# [YOUR OBJECTIVE]
Each line that contains the word "segment" is to be copied from the records below.

# [DATA IN THIS EXERCISE]
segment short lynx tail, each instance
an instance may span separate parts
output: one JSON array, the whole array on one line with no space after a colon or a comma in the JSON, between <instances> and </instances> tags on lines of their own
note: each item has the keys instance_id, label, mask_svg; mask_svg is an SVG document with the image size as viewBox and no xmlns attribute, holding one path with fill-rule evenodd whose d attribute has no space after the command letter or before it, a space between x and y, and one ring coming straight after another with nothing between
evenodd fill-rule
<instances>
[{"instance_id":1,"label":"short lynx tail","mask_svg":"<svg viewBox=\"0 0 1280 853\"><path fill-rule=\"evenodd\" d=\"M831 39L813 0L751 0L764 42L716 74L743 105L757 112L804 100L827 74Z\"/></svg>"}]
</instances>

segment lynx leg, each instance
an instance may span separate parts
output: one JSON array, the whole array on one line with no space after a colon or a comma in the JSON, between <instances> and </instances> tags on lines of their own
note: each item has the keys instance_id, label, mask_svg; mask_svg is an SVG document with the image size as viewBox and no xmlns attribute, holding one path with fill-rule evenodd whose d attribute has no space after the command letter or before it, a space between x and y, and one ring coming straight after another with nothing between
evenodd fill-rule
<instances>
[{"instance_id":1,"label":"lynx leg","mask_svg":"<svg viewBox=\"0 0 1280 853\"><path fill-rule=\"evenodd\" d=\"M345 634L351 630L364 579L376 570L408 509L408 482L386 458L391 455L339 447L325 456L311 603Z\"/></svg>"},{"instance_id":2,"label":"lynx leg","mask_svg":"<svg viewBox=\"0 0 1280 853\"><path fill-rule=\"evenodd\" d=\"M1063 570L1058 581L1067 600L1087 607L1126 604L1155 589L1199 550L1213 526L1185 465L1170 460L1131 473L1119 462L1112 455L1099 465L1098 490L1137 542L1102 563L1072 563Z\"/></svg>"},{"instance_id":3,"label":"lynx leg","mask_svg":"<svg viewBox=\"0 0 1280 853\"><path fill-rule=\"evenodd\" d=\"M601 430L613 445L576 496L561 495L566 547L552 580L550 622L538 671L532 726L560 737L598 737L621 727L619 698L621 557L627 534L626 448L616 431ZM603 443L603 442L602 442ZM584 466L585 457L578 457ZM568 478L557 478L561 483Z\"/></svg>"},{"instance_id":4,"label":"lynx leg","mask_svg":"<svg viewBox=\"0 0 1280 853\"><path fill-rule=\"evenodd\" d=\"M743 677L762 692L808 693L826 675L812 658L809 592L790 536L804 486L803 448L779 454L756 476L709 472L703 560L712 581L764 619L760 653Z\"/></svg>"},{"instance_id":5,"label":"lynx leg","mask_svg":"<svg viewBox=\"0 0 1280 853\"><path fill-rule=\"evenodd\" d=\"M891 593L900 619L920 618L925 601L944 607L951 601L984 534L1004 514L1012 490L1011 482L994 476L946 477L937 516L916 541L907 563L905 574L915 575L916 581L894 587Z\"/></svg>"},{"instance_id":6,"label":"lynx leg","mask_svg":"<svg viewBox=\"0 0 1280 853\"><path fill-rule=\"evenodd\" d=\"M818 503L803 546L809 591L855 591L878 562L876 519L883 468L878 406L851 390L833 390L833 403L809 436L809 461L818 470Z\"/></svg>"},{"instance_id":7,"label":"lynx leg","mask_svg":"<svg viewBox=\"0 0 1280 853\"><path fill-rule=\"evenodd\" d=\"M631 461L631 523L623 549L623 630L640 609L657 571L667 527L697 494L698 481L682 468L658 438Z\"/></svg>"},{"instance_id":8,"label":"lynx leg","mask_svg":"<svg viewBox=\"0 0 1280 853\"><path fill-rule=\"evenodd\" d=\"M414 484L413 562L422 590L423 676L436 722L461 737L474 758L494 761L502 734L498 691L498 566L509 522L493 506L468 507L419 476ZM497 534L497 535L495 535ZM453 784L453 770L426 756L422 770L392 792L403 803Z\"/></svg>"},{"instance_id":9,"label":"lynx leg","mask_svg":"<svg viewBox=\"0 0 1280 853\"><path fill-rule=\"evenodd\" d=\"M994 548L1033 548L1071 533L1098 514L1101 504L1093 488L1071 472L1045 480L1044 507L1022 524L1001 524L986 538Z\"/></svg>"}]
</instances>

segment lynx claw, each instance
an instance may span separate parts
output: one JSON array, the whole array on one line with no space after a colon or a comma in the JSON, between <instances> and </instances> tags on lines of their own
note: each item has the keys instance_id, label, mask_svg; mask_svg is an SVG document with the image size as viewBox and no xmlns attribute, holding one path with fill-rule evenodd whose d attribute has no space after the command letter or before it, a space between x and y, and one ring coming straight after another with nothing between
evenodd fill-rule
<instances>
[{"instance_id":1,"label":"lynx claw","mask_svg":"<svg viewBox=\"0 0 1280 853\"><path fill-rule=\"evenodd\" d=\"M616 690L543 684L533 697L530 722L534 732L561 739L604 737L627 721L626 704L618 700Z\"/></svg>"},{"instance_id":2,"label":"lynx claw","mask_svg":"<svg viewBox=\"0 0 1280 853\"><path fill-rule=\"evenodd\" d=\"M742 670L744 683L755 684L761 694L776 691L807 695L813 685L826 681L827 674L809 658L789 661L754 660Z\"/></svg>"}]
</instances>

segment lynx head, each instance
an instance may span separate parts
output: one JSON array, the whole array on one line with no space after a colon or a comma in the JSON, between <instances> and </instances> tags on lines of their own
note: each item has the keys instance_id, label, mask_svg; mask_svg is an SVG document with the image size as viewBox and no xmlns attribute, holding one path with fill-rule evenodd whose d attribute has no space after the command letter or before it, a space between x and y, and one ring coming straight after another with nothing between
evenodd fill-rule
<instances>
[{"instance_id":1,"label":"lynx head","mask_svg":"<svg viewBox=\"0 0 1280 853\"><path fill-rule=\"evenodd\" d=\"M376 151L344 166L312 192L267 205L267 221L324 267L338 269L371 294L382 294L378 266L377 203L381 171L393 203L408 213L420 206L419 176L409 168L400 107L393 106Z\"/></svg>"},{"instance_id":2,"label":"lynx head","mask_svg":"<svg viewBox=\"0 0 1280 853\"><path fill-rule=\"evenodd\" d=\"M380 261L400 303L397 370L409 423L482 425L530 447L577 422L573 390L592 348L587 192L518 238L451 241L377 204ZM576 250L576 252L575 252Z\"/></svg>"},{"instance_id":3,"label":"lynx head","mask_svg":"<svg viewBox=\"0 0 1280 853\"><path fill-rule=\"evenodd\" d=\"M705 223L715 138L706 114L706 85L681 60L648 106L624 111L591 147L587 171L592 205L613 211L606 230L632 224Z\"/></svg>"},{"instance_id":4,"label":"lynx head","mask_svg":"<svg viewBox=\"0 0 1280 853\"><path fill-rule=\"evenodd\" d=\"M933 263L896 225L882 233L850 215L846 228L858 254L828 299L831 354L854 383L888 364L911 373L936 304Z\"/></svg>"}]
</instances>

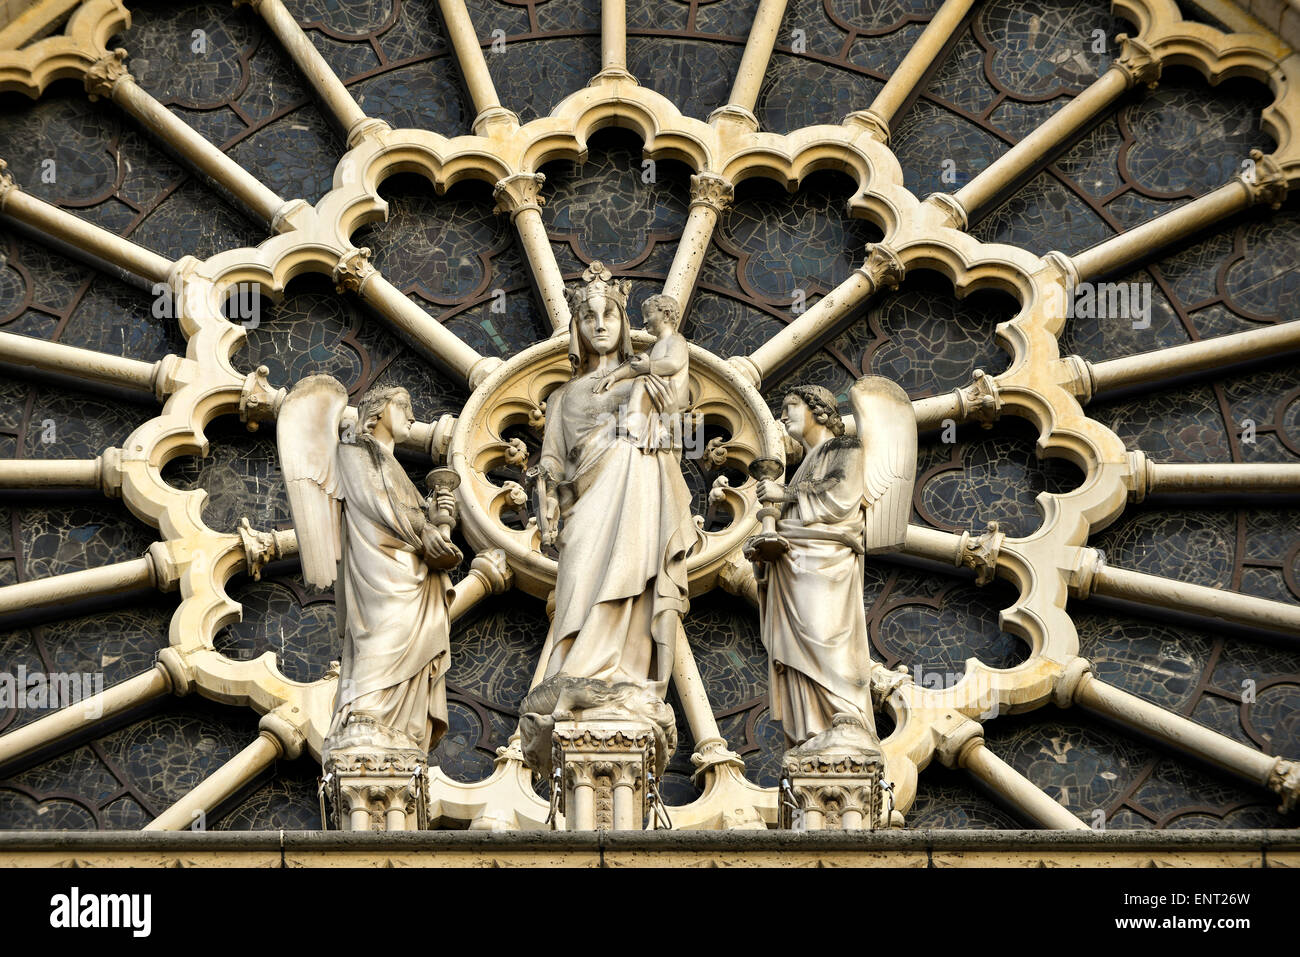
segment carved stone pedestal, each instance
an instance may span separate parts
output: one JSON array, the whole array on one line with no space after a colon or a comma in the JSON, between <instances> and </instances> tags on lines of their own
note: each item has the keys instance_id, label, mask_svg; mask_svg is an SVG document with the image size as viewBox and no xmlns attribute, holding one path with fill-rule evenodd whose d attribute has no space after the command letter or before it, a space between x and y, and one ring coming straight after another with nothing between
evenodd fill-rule
<instances>
[{"instance_id":1,"label":"carved stone pedestal","mask_svg":"<svg viewBox=\"0 0 1300 957\"><path fill-rule=\"evenodd\" d=\"M557 721L552 761L569 831L639 831L650 812L655 729L632 720Z\"/></svg>"},{"instance_id":2,"label":"carved stone pedestal","mask_svg":"<svg viewBox=\"0 0 1300 957\"><path fill-rule=\"evenodd\" d=\"M524 699L519 736L528 767L551 782L565 830L639 831L677 722L648 686L556 675Z\"/></svg>"},{"instance_id":3,"label":"carved stone pedestal","mask_svg":"<svg viewBox=\"0 0 1300 957\"><path fill-rule=\"evenodd\" d=\"M837 714L829 731L785 753L781 827L863 831L887 825L884 776L875 737L855 718Z\"/></svg>"},{"instance_id":4,"label":"carved stone pedestal","mask_svg":"<svg viewBox=\"0 0 1300 957\"><path fill-rule=\"evenodd\" d=\"M336 749L325 781L340 831L418 831L429 826L427 762L411 749Z\"/></svg>"}]
</instances>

# [OUTPUT FOR THIS TASK]
segment short lynx tail, each instance
segment lynx leg, each instance
segment lynx claw, each instance
segment lynx head, each instance
segment carved stone pedestal, each instance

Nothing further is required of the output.